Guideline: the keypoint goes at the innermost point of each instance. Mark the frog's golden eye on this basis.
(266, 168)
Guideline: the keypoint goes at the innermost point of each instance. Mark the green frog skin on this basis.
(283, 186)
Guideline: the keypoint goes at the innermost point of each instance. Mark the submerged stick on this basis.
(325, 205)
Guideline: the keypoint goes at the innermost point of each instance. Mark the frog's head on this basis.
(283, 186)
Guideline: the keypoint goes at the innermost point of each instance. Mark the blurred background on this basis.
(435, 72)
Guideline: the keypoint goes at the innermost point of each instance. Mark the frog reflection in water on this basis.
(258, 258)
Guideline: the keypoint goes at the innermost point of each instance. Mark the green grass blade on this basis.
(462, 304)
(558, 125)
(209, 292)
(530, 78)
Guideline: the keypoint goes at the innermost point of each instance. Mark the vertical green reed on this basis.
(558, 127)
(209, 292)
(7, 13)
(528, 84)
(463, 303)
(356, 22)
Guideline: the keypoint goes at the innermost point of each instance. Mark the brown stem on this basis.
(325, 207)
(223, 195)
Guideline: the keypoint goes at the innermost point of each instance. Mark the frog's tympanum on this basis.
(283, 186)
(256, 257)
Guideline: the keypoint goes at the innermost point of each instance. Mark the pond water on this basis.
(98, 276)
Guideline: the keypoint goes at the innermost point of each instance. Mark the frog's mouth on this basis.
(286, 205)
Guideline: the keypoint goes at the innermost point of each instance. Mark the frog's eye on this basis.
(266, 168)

==========

[Exercise requirements] Retype only the lines running from the line with "frog's eye on this basis." to the end of the listing, including both of those lines.

[Result below]
Guideline: the keypoint goes at the innermost point of each instance. Mark the frog's eye on this basis.
(266, 168)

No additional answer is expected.